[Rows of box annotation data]
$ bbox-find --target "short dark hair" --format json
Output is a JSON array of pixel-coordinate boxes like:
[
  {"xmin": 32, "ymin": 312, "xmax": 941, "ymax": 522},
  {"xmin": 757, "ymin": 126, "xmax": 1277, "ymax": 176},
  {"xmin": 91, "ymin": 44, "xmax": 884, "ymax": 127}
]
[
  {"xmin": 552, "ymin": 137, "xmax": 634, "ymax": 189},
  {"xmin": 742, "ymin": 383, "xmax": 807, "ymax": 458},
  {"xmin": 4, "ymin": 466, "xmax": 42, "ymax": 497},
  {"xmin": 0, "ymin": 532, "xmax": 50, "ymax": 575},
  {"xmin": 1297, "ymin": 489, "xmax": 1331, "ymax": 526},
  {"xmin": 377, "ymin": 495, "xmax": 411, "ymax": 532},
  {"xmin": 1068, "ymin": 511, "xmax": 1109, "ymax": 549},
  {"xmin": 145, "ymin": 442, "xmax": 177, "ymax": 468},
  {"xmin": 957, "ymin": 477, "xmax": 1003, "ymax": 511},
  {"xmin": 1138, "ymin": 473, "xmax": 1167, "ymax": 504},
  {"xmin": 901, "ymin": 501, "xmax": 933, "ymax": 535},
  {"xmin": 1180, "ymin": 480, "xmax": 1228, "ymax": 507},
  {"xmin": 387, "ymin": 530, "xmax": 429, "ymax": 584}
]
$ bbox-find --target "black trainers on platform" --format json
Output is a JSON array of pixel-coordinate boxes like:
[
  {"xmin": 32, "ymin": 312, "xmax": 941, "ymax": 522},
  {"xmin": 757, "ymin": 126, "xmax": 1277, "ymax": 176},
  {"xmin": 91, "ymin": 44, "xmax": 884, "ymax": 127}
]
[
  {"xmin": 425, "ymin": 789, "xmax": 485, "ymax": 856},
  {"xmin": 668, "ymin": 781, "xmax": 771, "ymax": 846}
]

■ What to do ■
Restate the whole of the material exactly.

■ Response to the exercise ■
$ bbox-find --target "short dark hair" --format json
Output is a JSON array of pixel-coordinate boxes like:
[
  {"xmin": 32, "ymin": 312, "xmax": 941, "ymax": 522},
  {"xmin": 757, "ymin": 126, "xmax": 1277, "ymax": 176},
  {"xmin": 91, "ymin": 44, "xmax": 884, "ymax": 127}
]
[
  {"xmin": 552, "ymin": 137, "xmax": 634, "ymax": 189},
  {"xmin": 742, "ymin": 383, "xmax": 807, "ymax": 458},
  {"xmin": 4, "ymin": 466, "xmax": 42, "ymax": 497},
  {"xmin": 0, "ymin": 532, "xmax": 50, "ymax": 575},
  {"xmin": 1297, "ymin": 489, "xmax": 1331, "ymax": 526},
  {"xmin": 377, "ymin": 495, "xmax": 411, "ymax": 532},
  {"xmin": 1068, "ymin": 511, "xmax": 1109, "ymax": 549},
  {"xmin": 145, "ymin": 442, "xmax": 177, "ymax": 468},
  {"xmin": 957, "ymin": 477, "xmax": 1003, "ymax": 511},
  {"xmin": 1138, "ymin": 473, "xmax": 1167, "ymax": 504},
  {"xmin": 901, "ymin": 501, "xmax": 933, "ymax": 535},
  {"xmin": 1180, "ymin": 480, "xmax": 1228, "ymax": 507},
  {"xmin": 387, "ymin": 530, "xmax": 429, "ymax": 584}
]
$ bbox-find --target "black trainers on platform" --format json
Output is a JSON array of pixel-coordinate boxes like:
[
  {"xmin": 32, "ymin": 312, "xmax": 941, "ymax": 522},
  {"xmin": 757, "ymin": 126, "xmax": 1277, "ymax": 176},
  {"xmin": 91, "ymin": 44, "xmax": 884, "ymax": 127}
]
[
  {"xmin": 425, "ymin": 789, "xmax": 485, "ymax": 856},
  {"xmin": 668, "ymin": 781, "xmax": 771, "ymax": 846}
]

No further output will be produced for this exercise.